<<<<

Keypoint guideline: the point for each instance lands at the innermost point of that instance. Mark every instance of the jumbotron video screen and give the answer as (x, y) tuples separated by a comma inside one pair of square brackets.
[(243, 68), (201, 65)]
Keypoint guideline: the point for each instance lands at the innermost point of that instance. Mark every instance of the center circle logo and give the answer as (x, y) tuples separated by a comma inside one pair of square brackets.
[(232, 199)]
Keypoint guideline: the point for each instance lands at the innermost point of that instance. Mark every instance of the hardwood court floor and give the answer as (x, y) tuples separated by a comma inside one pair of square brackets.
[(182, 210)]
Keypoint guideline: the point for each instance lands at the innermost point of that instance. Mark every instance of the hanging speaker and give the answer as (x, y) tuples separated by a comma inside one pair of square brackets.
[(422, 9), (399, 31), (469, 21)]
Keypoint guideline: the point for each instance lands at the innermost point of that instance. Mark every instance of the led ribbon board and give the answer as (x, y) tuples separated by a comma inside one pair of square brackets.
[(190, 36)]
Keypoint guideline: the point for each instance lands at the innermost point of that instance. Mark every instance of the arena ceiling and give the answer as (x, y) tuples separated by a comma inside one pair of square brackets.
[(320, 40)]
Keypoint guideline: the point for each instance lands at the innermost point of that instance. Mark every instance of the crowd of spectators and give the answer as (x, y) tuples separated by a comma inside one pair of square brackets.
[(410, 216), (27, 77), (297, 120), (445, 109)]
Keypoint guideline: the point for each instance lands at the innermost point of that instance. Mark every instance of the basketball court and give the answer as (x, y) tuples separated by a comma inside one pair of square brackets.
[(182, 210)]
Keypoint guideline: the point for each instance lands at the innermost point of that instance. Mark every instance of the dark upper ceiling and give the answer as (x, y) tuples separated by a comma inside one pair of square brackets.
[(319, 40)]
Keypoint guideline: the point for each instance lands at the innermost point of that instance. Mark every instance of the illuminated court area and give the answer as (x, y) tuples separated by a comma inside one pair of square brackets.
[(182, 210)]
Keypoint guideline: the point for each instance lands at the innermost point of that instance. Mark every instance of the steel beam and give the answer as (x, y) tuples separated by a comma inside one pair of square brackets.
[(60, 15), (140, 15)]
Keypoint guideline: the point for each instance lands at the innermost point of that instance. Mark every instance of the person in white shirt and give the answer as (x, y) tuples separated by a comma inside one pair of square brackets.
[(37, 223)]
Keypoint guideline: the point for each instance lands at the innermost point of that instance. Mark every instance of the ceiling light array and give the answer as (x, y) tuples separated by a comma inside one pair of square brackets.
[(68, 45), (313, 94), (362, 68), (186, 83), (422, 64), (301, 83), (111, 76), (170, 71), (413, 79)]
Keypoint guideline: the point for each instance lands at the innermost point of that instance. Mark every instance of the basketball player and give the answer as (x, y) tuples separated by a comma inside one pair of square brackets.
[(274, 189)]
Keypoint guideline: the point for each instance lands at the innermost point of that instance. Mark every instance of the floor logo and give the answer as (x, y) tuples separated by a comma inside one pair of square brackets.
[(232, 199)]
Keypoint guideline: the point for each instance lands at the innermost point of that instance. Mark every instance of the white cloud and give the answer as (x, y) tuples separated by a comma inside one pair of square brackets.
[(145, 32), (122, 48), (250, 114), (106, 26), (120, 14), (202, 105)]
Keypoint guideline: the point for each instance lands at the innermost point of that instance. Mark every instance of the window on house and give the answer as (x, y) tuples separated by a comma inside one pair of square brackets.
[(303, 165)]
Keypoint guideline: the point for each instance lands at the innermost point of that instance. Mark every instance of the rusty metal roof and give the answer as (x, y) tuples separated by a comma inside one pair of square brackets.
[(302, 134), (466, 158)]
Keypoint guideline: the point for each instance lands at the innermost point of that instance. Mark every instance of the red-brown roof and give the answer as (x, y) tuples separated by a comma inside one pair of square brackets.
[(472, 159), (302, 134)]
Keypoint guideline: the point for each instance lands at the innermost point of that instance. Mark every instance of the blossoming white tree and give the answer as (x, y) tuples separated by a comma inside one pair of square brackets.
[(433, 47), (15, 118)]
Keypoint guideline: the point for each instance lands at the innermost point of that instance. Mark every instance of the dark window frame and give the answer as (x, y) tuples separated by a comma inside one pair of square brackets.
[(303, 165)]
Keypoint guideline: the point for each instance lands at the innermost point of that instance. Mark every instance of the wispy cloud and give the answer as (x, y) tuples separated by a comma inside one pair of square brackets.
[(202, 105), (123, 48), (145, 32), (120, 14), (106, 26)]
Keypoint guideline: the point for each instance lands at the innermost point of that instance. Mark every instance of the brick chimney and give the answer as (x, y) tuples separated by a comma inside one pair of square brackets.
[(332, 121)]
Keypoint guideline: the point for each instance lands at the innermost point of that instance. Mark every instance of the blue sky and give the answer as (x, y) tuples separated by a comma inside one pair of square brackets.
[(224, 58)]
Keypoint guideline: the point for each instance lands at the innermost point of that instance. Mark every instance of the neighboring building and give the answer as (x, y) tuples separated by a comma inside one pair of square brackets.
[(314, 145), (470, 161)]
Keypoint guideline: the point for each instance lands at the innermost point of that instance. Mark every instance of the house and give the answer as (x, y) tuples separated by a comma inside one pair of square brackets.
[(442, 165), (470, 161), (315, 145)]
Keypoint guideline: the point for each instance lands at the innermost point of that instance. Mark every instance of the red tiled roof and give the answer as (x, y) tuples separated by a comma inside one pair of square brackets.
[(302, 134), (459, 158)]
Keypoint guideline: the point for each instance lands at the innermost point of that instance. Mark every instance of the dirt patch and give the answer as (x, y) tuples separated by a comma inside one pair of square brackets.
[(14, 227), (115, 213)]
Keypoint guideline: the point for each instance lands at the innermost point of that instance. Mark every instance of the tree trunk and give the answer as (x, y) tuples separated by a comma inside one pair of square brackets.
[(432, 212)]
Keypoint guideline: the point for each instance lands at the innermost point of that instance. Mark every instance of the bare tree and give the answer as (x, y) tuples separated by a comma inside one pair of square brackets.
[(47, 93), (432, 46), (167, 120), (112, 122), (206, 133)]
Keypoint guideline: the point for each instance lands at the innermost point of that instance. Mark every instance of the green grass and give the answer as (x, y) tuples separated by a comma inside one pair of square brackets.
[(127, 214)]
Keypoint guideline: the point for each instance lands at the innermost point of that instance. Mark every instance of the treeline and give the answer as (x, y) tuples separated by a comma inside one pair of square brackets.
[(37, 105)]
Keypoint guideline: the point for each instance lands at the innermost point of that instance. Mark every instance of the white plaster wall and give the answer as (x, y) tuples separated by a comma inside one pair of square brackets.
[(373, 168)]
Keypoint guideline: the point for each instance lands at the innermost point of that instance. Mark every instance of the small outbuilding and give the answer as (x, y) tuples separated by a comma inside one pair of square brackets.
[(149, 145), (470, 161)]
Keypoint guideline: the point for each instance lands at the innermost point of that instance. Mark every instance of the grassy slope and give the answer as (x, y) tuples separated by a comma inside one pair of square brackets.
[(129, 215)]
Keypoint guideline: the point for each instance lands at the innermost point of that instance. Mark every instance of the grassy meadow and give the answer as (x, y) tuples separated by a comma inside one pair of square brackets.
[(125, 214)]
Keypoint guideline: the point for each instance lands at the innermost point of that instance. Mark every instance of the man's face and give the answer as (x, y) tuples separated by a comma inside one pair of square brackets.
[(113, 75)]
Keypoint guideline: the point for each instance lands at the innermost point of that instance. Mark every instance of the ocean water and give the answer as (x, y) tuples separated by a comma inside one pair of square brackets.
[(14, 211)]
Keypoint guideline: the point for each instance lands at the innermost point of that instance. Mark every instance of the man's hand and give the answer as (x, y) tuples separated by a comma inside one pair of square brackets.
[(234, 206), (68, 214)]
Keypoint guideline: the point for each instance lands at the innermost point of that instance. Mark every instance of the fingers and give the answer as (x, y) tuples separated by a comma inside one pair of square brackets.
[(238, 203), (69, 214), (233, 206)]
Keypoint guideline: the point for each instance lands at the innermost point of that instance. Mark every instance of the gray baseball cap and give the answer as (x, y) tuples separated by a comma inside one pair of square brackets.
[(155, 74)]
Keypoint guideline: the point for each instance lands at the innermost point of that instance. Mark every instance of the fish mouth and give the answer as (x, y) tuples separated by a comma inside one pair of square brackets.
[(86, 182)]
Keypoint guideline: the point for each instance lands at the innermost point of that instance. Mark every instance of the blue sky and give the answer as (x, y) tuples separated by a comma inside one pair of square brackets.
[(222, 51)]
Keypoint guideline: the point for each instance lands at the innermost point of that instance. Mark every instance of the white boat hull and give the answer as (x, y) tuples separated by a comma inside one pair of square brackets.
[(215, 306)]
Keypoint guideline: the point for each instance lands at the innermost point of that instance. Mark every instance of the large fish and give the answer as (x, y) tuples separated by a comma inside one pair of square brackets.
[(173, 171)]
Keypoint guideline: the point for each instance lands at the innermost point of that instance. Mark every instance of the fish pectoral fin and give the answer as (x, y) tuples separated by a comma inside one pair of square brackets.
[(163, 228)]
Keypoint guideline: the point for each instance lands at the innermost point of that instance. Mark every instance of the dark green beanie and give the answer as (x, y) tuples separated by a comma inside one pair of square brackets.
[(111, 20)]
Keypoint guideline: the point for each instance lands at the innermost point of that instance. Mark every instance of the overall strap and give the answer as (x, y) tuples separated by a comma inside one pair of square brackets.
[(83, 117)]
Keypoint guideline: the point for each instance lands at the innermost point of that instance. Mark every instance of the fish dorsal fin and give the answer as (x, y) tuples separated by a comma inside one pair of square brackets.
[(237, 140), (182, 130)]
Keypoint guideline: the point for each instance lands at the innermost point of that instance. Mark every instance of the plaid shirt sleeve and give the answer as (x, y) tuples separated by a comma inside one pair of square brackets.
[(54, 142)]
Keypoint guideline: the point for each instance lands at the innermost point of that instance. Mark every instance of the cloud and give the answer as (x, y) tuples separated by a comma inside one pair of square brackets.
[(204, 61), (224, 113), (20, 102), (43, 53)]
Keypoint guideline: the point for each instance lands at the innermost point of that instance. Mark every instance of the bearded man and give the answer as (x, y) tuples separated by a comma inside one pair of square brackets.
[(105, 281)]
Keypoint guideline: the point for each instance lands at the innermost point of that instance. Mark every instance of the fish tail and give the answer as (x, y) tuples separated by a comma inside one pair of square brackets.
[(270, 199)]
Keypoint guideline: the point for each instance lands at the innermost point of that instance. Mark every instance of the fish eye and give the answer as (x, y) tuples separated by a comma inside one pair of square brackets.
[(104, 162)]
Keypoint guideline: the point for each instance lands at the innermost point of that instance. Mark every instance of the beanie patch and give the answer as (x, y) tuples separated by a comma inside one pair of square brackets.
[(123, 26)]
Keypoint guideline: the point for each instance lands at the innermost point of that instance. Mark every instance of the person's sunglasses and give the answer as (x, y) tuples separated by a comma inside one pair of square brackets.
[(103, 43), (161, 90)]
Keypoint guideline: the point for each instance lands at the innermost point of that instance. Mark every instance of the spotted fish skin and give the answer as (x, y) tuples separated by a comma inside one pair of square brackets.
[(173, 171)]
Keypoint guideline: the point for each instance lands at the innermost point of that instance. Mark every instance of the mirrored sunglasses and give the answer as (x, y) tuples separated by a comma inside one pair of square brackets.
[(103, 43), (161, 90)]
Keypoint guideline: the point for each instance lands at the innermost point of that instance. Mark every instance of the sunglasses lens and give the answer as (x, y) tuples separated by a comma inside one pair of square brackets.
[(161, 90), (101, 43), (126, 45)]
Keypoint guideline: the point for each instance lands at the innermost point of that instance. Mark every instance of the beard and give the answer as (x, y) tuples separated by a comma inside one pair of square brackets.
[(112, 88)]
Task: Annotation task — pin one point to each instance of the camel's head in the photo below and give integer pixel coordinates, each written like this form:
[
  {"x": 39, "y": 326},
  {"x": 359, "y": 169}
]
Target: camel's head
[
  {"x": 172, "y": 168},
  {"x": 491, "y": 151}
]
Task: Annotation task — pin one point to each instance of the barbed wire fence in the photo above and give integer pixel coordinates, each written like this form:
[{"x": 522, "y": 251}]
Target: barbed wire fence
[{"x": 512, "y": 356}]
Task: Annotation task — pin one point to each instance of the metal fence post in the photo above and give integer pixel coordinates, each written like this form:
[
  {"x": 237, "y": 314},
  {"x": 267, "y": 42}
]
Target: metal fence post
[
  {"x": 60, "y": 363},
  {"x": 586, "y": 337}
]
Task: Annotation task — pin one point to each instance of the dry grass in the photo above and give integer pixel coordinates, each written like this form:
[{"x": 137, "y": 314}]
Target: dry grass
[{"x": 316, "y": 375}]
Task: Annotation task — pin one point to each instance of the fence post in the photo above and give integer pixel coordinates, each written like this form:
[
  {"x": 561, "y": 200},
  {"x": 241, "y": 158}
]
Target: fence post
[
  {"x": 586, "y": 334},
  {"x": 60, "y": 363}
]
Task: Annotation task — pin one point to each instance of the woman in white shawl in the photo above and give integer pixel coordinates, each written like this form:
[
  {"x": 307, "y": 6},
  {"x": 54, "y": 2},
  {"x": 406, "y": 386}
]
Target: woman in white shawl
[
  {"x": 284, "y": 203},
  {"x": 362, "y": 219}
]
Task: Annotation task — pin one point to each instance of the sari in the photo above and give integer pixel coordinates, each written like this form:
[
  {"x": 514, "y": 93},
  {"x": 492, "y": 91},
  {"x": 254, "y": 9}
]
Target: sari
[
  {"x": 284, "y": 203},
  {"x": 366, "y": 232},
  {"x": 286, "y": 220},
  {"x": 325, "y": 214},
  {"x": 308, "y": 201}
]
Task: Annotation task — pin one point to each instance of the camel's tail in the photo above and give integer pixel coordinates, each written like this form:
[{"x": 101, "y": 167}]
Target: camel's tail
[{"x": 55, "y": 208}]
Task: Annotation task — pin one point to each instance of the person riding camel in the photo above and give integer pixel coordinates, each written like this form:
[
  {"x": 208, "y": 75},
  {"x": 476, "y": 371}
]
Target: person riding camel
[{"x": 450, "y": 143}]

>>>>

> WHAT TO PRODUCE: State the count of lines in the data holding the word "coordinates", adding nothing to it.

> PROBLEM SOLUTION: 9